**TASK PROMPT:**
In the entries below, work out how many lines include "instance", and write only that number.
(Beginning of LISTED ENTRIES)
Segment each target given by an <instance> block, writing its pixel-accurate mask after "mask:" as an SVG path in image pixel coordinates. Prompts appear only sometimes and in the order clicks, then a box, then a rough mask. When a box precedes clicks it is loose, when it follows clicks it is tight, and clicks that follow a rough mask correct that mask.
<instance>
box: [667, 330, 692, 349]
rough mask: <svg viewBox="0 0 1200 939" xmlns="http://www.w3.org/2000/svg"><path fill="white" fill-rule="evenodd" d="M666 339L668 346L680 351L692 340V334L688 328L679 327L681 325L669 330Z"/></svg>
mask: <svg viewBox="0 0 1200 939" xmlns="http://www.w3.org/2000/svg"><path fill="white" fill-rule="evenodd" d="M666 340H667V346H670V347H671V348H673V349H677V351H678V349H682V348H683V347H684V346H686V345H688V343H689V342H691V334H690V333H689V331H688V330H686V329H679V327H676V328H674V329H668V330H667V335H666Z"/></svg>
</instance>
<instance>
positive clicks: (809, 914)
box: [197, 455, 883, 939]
(End of LISTED ENTRIES)
**RESULT:**
4